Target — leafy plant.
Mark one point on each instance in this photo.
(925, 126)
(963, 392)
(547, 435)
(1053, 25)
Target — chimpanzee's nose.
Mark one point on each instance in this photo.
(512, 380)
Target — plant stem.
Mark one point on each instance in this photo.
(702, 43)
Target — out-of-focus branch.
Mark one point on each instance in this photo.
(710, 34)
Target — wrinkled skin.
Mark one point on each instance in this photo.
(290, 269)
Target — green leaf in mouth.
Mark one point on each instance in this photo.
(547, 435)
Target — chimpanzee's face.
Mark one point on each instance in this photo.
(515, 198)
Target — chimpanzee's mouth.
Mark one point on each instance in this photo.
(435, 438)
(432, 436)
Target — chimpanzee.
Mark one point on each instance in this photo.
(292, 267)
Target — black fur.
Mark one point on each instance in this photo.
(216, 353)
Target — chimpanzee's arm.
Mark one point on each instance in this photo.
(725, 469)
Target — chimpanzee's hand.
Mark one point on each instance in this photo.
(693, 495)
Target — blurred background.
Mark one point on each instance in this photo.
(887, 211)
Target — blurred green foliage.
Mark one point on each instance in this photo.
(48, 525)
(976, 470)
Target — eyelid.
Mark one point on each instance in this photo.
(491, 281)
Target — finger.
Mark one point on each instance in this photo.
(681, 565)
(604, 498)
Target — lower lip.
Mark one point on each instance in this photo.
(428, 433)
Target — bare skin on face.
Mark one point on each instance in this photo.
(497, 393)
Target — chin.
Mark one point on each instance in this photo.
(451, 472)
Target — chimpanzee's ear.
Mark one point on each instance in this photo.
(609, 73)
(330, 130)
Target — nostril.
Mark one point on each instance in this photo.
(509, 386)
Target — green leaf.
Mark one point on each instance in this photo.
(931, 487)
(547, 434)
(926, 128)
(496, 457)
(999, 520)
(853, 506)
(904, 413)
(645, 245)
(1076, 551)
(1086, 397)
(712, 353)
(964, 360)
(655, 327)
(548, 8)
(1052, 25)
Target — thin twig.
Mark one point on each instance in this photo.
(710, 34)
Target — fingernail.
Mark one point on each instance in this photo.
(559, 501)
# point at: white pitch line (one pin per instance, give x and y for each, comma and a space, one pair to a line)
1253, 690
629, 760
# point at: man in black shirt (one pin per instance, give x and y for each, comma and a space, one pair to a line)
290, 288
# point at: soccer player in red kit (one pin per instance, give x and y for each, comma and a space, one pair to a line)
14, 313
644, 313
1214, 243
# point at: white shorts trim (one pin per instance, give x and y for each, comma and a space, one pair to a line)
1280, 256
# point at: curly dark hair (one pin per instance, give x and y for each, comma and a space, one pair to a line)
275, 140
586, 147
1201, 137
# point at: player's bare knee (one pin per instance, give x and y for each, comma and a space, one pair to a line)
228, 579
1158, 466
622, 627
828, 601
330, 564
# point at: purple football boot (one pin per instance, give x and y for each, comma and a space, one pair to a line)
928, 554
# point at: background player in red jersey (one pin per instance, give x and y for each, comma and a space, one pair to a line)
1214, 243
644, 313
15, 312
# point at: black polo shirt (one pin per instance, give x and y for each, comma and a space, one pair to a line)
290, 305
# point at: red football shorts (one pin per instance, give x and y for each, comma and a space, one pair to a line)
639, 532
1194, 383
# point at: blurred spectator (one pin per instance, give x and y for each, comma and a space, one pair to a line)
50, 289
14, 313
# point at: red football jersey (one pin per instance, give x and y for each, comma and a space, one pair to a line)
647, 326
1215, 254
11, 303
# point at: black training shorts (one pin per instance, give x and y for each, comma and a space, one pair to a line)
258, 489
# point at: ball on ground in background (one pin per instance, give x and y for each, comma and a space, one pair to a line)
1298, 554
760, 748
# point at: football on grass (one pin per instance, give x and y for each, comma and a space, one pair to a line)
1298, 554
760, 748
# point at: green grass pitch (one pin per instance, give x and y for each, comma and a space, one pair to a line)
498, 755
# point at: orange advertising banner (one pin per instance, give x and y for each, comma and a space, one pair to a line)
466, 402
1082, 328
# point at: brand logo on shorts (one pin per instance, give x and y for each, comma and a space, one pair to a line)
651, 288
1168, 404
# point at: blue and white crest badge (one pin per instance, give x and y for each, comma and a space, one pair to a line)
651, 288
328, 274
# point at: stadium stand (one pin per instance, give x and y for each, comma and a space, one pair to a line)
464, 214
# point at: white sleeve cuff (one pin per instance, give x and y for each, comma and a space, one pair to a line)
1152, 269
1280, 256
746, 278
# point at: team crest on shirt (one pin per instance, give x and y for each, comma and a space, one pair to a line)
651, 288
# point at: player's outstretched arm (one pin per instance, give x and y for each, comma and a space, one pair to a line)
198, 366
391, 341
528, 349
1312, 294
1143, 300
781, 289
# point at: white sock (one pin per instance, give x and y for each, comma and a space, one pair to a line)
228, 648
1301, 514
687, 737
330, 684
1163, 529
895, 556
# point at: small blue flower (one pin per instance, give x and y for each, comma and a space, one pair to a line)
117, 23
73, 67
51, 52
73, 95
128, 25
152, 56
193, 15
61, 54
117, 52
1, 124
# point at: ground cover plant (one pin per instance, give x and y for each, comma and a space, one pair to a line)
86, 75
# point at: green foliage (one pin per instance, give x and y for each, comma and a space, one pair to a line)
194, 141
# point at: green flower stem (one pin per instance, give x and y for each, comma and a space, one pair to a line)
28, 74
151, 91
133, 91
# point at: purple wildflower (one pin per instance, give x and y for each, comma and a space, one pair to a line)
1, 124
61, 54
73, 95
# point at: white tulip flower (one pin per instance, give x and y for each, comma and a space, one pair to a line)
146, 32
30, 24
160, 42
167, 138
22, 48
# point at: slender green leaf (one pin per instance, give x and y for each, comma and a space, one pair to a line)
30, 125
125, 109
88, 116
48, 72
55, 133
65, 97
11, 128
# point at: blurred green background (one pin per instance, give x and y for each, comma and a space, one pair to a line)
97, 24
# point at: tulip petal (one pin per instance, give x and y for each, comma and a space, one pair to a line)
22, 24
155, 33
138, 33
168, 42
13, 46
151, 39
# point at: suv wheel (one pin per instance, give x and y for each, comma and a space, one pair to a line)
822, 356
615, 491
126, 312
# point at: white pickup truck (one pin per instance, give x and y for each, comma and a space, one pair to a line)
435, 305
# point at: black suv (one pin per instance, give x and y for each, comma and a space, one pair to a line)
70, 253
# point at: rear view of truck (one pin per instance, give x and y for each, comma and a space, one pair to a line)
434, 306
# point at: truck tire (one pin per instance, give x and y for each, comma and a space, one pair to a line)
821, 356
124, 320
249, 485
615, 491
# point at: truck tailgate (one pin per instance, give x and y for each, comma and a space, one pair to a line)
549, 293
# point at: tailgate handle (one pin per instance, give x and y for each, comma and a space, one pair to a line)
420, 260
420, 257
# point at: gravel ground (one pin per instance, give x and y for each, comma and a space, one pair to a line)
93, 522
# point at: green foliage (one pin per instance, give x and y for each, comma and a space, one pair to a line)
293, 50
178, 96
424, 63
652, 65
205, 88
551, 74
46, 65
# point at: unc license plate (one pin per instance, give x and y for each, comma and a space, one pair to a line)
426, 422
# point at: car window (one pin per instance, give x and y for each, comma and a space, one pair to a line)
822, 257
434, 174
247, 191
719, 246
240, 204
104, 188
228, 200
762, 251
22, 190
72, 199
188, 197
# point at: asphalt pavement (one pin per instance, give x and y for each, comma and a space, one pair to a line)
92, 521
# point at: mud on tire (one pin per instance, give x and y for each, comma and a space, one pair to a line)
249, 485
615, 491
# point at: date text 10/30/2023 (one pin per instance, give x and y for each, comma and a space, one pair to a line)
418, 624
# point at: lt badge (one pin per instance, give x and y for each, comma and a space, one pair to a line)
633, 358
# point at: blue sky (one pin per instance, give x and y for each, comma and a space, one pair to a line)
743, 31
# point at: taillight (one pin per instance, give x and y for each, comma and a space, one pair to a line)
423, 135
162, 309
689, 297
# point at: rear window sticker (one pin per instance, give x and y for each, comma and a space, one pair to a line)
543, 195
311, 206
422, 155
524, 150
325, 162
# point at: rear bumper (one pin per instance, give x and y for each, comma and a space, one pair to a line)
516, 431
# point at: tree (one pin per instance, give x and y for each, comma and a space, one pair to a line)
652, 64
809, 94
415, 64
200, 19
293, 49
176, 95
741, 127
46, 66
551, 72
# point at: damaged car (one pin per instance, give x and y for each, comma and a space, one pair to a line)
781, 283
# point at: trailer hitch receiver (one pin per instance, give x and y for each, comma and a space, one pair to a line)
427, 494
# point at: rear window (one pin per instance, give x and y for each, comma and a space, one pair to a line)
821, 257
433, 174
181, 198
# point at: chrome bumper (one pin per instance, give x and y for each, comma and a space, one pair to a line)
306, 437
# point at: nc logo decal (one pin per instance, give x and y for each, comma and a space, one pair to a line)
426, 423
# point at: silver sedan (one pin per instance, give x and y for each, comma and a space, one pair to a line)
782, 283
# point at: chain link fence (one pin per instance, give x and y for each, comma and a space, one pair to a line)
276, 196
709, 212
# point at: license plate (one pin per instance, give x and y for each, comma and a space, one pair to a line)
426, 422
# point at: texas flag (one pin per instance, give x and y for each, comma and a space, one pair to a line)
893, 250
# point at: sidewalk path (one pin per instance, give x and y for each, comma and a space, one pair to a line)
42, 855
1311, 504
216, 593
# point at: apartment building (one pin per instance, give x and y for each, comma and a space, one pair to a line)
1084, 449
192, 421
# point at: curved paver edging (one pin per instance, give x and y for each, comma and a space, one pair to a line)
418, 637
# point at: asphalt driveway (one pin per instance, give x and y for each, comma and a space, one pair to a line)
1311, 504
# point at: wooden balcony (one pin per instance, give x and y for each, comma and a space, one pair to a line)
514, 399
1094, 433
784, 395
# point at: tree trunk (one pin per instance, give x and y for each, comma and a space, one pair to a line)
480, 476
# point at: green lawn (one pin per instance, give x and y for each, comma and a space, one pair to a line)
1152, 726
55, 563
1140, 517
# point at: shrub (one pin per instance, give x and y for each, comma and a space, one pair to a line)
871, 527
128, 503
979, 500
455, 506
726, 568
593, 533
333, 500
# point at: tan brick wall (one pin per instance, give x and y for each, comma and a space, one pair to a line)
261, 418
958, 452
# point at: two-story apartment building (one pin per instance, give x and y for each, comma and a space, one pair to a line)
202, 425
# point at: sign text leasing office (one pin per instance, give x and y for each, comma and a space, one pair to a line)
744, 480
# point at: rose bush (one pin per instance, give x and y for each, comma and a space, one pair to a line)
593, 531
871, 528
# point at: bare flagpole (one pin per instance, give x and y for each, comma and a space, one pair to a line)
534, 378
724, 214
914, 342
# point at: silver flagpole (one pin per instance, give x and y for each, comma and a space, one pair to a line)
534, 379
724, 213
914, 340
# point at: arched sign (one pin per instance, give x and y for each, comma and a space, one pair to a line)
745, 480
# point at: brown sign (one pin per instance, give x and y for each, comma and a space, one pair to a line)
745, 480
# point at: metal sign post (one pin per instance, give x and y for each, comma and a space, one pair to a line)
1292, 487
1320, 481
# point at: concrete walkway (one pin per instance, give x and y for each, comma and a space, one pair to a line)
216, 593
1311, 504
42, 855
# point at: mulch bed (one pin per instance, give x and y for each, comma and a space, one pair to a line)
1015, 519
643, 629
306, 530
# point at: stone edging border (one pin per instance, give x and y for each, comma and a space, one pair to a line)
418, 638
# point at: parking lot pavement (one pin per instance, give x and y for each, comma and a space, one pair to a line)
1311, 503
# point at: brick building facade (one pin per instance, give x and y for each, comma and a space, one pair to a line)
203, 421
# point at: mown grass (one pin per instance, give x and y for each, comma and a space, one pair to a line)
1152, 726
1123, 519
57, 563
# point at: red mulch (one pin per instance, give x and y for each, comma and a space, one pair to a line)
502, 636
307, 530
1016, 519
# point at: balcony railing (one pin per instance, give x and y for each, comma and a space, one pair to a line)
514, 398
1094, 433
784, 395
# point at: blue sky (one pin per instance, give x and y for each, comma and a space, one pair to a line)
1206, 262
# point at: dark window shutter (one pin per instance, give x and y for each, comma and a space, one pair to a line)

• What the task asks: Begin at the first line of the records above and quote every line verbatim through the one that contains "Target — out-of-focus branch.".

• Response to the task:
Target — leafy plant.
Mark one point on each instance in this photo.
(925, 126)
(963, 392)
(547, 435)
(1053, 25)
Target — chimpanzee's nose.
Mark one point on each instance in this photo.
(512, 380)
Target — plant stem.
Mark one point on each instance in this photo.
(702, 43)
Target — out-of-focus branch.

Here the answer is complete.